(Extracted data entries)
━━━━━━━━

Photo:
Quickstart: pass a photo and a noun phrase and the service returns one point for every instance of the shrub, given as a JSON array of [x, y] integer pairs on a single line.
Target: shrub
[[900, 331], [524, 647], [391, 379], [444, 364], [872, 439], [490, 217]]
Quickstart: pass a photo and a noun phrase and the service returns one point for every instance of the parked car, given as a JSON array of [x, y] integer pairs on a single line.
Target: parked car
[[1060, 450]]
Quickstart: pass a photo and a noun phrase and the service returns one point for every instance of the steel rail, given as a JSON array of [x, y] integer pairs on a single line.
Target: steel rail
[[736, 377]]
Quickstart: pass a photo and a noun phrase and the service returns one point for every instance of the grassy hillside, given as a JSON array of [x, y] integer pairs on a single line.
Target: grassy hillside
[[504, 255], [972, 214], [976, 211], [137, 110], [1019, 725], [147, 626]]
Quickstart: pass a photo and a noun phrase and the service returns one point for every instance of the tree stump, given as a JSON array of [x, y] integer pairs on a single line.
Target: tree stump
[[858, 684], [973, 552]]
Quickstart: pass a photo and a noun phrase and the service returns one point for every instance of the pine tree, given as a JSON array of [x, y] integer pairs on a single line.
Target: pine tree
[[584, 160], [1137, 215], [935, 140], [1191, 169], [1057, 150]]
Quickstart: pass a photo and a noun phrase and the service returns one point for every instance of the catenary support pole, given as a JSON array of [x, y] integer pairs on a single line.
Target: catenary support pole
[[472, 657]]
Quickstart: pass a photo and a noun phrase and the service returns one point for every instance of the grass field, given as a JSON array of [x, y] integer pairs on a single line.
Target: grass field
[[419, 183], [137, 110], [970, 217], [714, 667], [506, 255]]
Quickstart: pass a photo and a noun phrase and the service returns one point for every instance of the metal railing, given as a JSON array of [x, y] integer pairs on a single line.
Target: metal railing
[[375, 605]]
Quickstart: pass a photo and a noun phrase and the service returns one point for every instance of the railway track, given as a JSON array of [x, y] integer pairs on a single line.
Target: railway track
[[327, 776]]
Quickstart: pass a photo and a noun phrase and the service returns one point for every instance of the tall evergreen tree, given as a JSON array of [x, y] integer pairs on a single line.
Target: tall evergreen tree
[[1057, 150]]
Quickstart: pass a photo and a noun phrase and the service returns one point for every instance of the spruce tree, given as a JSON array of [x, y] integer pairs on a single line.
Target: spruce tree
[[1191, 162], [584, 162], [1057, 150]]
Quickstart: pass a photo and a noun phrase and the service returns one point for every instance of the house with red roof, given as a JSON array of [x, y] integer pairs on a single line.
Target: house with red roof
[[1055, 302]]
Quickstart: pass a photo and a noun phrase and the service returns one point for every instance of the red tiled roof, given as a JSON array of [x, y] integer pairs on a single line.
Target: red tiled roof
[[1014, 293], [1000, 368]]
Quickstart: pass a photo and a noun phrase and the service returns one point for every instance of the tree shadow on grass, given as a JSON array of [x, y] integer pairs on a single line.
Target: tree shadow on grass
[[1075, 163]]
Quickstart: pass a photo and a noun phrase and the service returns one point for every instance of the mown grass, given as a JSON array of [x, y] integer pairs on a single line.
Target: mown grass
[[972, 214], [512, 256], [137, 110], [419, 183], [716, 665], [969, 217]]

━━━━━━━━

### PROBLEM DETAILS
Copy out, word for word, the lines from the first one containing "the tree shadow" through the last line of the records, both ends included.

### ANSWER
Quickstart: pass a photo and a noun phrase and the service returns one point for every instance of the tree shadow on grass, given as a JSON array of [x, y] integer pairs on a single line.
Target: tree shadow on grass
[[1075, 163]]
Quickstart: pass a photo and a noun phrase and the service returns one point for every instance of the mown grass, given as a JSON array of [x, y] integer pairs on a single line.
Target: mown grass
[[972, 214], [512, 256], [137, 110], [419, 183], [716, 665], [969, 217]]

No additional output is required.